* Written request *
Please switch "outline" to "contour" throughout the records below and give them again with nothing else changed, leaving out the pictures.

═════ Material provided

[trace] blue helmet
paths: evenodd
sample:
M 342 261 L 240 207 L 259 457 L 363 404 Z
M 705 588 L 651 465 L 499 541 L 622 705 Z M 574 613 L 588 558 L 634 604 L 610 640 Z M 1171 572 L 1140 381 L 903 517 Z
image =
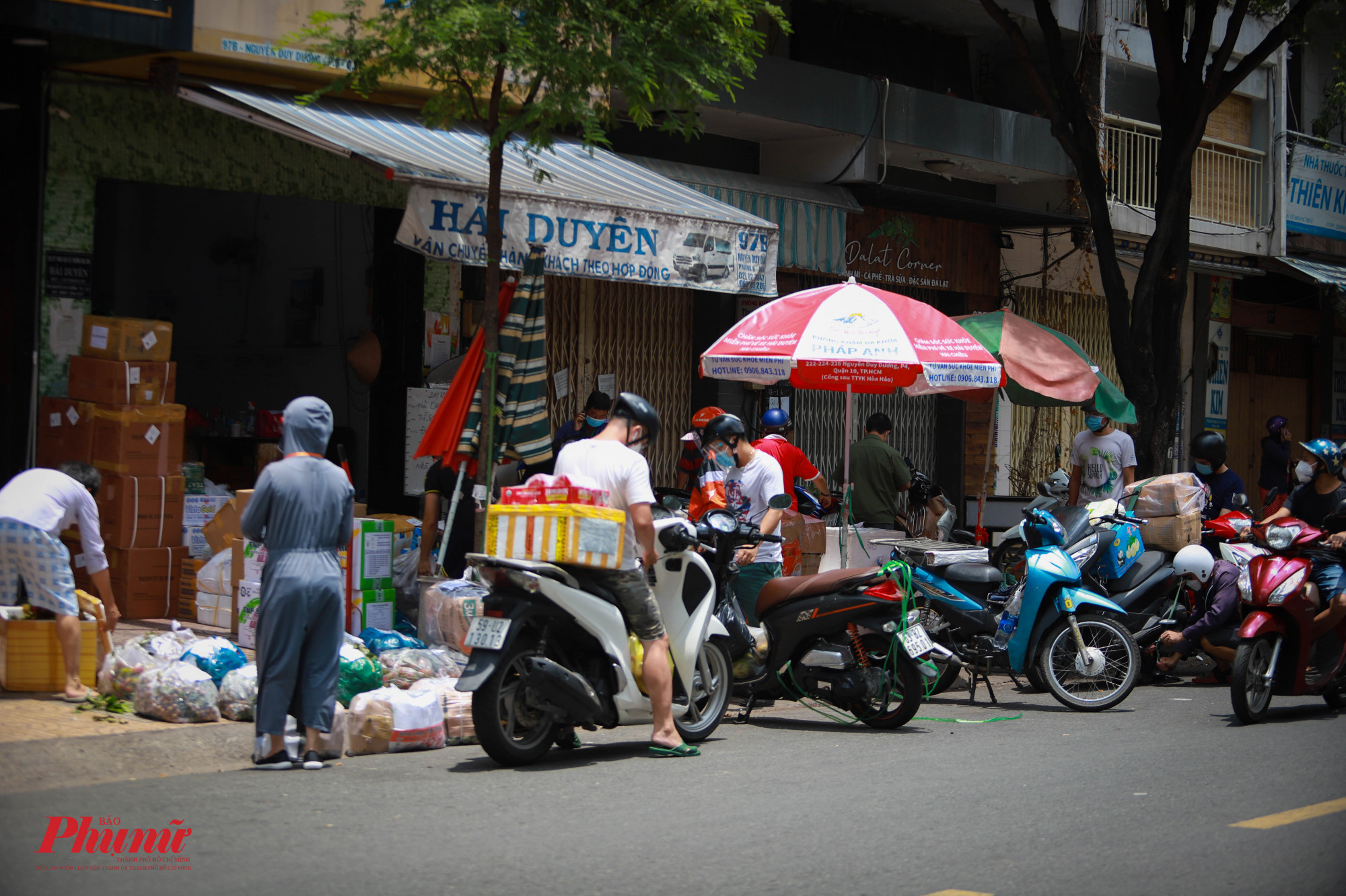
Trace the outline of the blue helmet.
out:
M 1323 467 L 1327 472 L 1337 475 L 1342 470 L 1342 452 L 1337 447 L 1337 443 L 1331 439 L 1314 439 L 1312 441 L 1302 441 L 1300 447 L 1323 461 Z
M 762 432 L 785 435 L 790 429 L 790 414 L 783 408 L 769 408 L 762 414 Z

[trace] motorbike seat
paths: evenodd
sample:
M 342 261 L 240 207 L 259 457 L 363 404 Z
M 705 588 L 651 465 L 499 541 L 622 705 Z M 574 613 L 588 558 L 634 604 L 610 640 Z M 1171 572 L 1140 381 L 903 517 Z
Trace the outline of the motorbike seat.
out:
M 879 576 L 879 569 L 829 569 L 816 576 L 782 576 L 762 585 L 758 592 L 756 618 L 760 619 L 769 609 L 790 600 L 829 595 L 836 591 L 851 591 L 872 581 Z

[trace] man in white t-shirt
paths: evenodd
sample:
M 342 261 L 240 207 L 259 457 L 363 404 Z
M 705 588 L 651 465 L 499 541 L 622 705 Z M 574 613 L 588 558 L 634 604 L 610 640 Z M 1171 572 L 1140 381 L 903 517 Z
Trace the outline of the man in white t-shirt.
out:
M 1136 443 L 1092 404 L 1084 412 L 1088 429 L 1070 447 L 1070 503 L 1121 500 L 1136 479 Z
M 572 441 L 556 457 L 557 476 L 584 476 L 606 488 L 615 510 L 626 514 L 622 565 L 618 569 L 586 569 L 584 577 L 612 592 L 626 611 L 635 636 L 645 646 L 642 677 L 650 694 L 654 732 L 653 756 L 699 756 L 700 749 L 684 744 L 673 725 L 673 671 L 669 669 L 669 636 L 664 618 L 645 580 L 654 565 L 654 490 L 650 465 L 641 452 L 660 435 L 660 416 L 650 402 L 623 391 L 607 416 L 607 425 L 592 439 Z M 639 545 L 639 552 L 637 552 Z M 635 561 L 645 564 L 643 568 Z M 573 735 L 572 735 L 573 737 Z M 576 739 L 577 740 L 577 739 Z M 577 743 L 563 744 L 567 747 Z
M 766 502 L 785 494 L 785 474 L 779 461 L 752 447 L 743 421 L 734 414 L 721 414 L 705 424 L 701 444 L 709 461 L 724 471 L 727 507 L 739 519 L 756 523 L 763 535 L 774 534 L 782 511 L 769 507 Z M 763 541 L 755 548 L 740 548 L 734 561 L 739 565 L 734 596 L 739 599 L 748 624 L 755 626 L 758 593 L 762 585 L 779 578 L 782 572 L 781 545 Z

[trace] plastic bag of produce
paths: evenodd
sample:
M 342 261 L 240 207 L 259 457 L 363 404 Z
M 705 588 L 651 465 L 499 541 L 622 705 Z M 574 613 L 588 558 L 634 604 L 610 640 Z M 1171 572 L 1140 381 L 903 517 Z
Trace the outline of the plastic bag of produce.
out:
M 252 721 L 257 705 L 257 663 L 232 669 L 219 682 L 219 714 L 234 721 Z
M 136 713 L 171 722 L 219 721 L 219 690 L 191 663 L 148 669 L 136 683 Z
M 472 619 L 482 615 L 482 601 L 490 592 L 475 581 L 450 578 L 428 585 L 421 592 L 420 636 L 428 644 L 447 644 L 470 654 L 463 644 Z
M 182 662 L 210 675 L 218 687 L 226 674 L 248 665 L 248 655 L 227 638 L 202 638 L 183 651 Z
M 384 686 L 384 673 L 378 661 L 351 644 L 336 651 L 336 700 L 350 706 L 351 698 Z
M 385 650 L 425 646 L 425 643 L 419 638 L 404 635 L 400 631 L 389 631 L 388 628 L 366 628 L 359 632 L 359 639 L 363 640 L 365 644 L 376 654 L 381 654 Z
M 423 678 L 458 678 L 459 671 L 458 663 L 443 647 L 385 650 L 378 655 L 378 663 L 384 669 L 384 685 L 404 690 Z

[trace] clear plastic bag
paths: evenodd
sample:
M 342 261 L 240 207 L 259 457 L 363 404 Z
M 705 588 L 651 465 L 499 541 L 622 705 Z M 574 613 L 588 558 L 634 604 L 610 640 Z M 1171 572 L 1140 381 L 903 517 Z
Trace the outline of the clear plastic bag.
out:
M 136 713 L 168 722 L 219 721 L 219 690 L 191 663 L 145 670 L 136 683 Z
M 219 682 L 219 714 L 234 721 L 252 721 L 257 706 L 257 663 L 225 674 Z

══════════

* Result of this task *
[trace] blue helmet
paths: evenodd
sample:
M 342 261 L 240 207 L 259 457 L 363 404 Z
M 705 588 L 651 465 L 499 541 L 622 705 Z M 574 613 L 588 558 L 634 604 L 610 640 Z M 1171 572 L 1140 381 L 903 517 Z
image =
Trace the contour of the blue helmet.
out:
M 1323 467 L 1327 472 L 1337 475 L 1342 470 L 1342 452 L 1337 447 L 1337 443 L 1331 439 L 1314 439 L 1312 441 L 1302 441 L 1300 447 L 1323 461 Z
M 762 432 L 785 435 L 790 429 L 790 414 L 783 408 L 769 408 L 762 414 Z

[trace] motorbike seat
paths: evenodd
sample:
M 342 261 L 240 207 L 259 457 L 363 404 Z
M 705 588 L 651 465 L 499 541 L 622 705 Z M 574 613 L 588 558 L 634 604 L 610 640 Z M 1171 572 L 1140 381 L 903 517 Z
Trace the contour of the motorbike seat.
out:
M 879 576 L 879 569 L 829 569 L 816 576 L 782 576 L 762 585 L 758 592 L 756 618 L 760 619 L 769 609 L 790 600 L 829 595 L 836 591 L 851 591 L 872 581 Z

[trace] man in white t-shirt
paths: evenodd
sample:
M 342 261 L 240 207 L 259 457 L 363 404 Z
M 705 588 L 651 465 L 499 541 L 622 705 Z M 574 613 L 588 558 L 634 604 L 610 640 Z M 1171 572 L 1140 381 L 903 517 Z
Trace the contour of the man in white t-shirt.
out:
M 1136 443 L 1092 404 L 1084 412 L 1088 429 L 1070 447 L 1070 503 L 1121 500 L 1136 479 Z
M 572 441 L 556 457 L 557 476 L 584 476 L 606 488 L 615 510 L 626 514 L 622 565 L 618 569 L 586 569 L 584 577 L 612 592 L 626 611 L 635 636 L 645 646 L 642 677 L 650 694 L 654 732 L 653 756 L 699 756 L 700 749 L 684 744 L 673 725 L 673 671 L 669 669 L 669 636 L 664 618 L 645 580 L 654 565 L 654 490 L 650 465 L 641 452 L 660 435 L 660 416 L 650 402 L 623 391 L 607 416 L 607 425 L 592 439 Z M 639 545 L 639 552 L 637 552 Z M 635 561 L 645 564 L 643 568 Z M 573 735 L 572 735 L 573 737 Z M 576 739 L 577 740 L 577 739 Z M 577 743 L 563 744 L 567 747 Z
M 766 502 L 785 494 L 785 474 L 779 461 L 752 447 L 743 421 L 734 414 L 721 414 L 705 424 L 701 444 L 709 461 L 724 471 L 727 507 L 739 519 L 756 523 L 763 535 L 774 534 L 782 511 L 769 507 Z M 763 541 L 755 548 L 740 548 L 734 561 L 739 565 L 734 596 L 739 599 L 748 624 L 755 626 L 758 593 L 762 585 L 779 578 L 782 572 L 781 545 Z

[trace] plastic bag of produce
paths: evenodd
sample:
M 342 261 L 240 207 L 259 457 L 363 404 Z
M 705 588 L 651 465 L 499 541 L 622 705 Z M 574 613 L 588 558 L 634 604 L 610 640 Z M 1171 572 L 1140 381 L 903 517 Z
Trace the contour of the plastic bag of produce.
out:
M 252 721 L 257 705 L 257 663 L 232 669 L 219 682 L 219 714 L 234 721 Z
M 136 713 L 171 722 L 219 721 L 219 690 L 191 663 L 148 669 L 136 683 Z
M 472 619 L 482 615 L 482 601 L 490 592 L 475 581 L 450 578 L 428 585 L 421 592 L 420 636 L 428 644 L 447 644 L 470 654 L 463 644 Z
M 182 662 L 210 675 L 218 687 L 226 674 L 248 665 L 248 655 L 227 638 L 202 638 L 183 651 Z
M 384 686 L 384 673 L 378 661 L 351 644 L 336 651 L 336 700 L 350 706 L 351 698 Z
M 385 650 L 425 646 L 425 643 L 419 638 L 404 635 L 400 631 L 389 631 L 388 628 L 366 628 L 359 632 L 359 639 L 363 640 L 365 644 L 376 654 L 381 654 Z
M 423 678 L 458 678 L 459 671 L 458 663 L 443 647 L 385 650 L 378 655 L 378 663 L 384 669 L 384 685 L 404 690 Z

[trace] clear plastic bag
paths: evenodd
sample:
M 342 261 L 240 207 L 259 457 L 363 404 Z
M 705 588 L 651 465 L 499 541 L 622 705 Z M 574 613 L 588 558 L 634 604 L 610 640 Z M 1171 572 L 1140 381 L 903 517 Z
Trace the contour of the clear plastic bag.
out:
M 136 713 L 168 722 L 219 721 L 219 690 L 191 663 L 145 670 L 136 683 Z
M 219 682 L 219 714 L 234 721 L 252 721 L 257 706 L 257 663 L 225 674 Z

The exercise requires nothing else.